YOUR INSTRUCTIONS
Lay out the material as a numbered list, from its first line through the line containing "296L448 260L412 248L369", including that line and omitting any blank lines.
═════ PROVIDED RECORDS
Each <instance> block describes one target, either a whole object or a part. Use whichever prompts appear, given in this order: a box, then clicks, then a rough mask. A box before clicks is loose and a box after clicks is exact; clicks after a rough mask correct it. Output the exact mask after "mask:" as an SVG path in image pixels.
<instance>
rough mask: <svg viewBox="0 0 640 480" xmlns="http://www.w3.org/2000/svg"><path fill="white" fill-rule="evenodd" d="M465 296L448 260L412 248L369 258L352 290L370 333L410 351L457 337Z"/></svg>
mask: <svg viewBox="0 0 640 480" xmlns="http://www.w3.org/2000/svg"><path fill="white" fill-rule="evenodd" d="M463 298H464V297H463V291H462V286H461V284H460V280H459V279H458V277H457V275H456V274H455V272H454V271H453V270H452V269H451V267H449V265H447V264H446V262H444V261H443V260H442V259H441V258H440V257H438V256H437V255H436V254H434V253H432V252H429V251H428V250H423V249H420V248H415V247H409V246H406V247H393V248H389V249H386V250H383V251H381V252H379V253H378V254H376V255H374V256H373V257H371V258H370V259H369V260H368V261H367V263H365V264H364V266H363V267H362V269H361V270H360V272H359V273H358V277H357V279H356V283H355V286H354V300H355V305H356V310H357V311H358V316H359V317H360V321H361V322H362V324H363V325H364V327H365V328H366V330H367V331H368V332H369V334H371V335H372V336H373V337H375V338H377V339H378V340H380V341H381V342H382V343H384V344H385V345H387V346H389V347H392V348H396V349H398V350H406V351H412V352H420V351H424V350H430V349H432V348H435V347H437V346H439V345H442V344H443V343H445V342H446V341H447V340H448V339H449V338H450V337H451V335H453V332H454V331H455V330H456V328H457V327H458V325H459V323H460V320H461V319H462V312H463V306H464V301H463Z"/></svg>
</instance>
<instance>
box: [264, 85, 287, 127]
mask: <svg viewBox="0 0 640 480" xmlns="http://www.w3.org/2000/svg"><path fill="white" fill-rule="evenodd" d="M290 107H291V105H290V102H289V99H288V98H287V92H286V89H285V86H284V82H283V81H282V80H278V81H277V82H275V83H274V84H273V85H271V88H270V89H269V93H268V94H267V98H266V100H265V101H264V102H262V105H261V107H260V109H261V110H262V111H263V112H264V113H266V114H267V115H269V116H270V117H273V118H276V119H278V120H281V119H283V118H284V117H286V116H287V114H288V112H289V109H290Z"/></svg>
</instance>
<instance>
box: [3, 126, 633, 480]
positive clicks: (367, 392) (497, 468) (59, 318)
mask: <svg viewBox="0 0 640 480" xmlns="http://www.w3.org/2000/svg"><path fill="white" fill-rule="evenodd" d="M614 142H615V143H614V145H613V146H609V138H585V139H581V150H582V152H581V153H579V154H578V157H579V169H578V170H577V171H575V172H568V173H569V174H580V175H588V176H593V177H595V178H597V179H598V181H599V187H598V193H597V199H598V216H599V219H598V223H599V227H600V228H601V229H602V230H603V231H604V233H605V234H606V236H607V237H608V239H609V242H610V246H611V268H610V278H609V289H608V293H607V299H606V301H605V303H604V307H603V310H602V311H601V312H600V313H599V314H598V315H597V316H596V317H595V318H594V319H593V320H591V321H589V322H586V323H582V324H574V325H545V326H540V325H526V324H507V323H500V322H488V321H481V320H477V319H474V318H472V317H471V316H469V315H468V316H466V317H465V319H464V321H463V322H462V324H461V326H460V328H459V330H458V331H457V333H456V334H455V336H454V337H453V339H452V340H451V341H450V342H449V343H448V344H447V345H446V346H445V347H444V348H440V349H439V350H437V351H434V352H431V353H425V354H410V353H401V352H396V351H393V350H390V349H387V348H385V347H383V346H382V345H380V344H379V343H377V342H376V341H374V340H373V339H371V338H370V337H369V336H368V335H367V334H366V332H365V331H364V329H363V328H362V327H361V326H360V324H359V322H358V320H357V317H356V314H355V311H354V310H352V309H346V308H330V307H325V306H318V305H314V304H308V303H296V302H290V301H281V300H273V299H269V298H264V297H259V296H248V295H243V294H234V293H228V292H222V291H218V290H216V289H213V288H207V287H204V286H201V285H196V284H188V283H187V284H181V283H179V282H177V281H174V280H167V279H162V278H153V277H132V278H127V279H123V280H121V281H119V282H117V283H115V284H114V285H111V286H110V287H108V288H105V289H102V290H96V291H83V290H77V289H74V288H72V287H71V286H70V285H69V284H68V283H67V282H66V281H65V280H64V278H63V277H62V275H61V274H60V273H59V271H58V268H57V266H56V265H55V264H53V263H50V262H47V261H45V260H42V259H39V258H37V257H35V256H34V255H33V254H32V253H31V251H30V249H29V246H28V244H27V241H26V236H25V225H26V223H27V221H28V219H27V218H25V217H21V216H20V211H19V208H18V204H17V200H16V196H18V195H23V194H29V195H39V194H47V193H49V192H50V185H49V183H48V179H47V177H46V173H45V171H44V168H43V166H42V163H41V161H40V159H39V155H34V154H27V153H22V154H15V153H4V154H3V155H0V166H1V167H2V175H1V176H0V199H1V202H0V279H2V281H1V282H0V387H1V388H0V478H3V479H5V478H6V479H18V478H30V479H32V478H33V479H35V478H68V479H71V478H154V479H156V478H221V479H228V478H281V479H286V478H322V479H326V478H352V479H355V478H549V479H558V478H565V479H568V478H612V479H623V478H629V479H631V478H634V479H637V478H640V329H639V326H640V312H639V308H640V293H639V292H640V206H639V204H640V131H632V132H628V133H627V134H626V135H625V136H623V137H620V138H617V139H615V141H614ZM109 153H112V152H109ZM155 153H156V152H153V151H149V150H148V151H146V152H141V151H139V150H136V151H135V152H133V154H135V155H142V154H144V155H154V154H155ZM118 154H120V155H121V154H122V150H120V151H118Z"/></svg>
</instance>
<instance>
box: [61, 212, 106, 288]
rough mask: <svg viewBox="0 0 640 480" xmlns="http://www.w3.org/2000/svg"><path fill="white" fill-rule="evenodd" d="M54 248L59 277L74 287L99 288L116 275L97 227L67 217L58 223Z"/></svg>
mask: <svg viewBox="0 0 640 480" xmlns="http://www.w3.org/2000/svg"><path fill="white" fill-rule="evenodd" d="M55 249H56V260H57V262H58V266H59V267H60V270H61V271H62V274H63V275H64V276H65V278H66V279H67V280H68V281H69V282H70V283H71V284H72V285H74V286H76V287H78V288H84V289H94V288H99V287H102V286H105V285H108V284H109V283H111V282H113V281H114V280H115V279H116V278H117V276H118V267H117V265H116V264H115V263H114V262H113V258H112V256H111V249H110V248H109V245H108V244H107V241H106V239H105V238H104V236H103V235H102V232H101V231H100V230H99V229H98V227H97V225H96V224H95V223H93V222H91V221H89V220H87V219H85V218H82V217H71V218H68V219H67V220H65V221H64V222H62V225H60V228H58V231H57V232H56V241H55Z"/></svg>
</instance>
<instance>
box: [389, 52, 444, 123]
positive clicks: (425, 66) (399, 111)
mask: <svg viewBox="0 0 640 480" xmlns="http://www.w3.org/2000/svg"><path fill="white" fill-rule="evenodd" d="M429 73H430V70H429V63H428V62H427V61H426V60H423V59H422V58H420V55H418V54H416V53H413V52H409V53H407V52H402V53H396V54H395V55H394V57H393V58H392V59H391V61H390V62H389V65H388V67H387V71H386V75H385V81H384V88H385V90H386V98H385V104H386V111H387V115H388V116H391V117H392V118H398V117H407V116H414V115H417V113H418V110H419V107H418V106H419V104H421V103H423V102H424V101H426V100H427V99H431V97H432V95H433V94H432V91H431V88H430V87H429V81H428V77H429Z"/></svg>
══════════
RESULT OF THIS TASK
1. Each <instance> block describes one target, either a whole object or a part. Use whichever prompts appear, given in this order: a box, then clicks, then a rough mask. A box before clicks is loose and a box after clicks is exact; clicks after a rough mask correct it. Output the exact mask after "mask:" as an SVG path in image pixels.
2. <instance>
3. rough mask: <svg viewBox="0 0 640 480" xmlns="http://www.w3.org/2000/svg"><path fill="white" fill-rule="evenodd" d="M465 296L448 260L412 248L369 258L352 290L370 333L410 351L457 337Z"/></svg>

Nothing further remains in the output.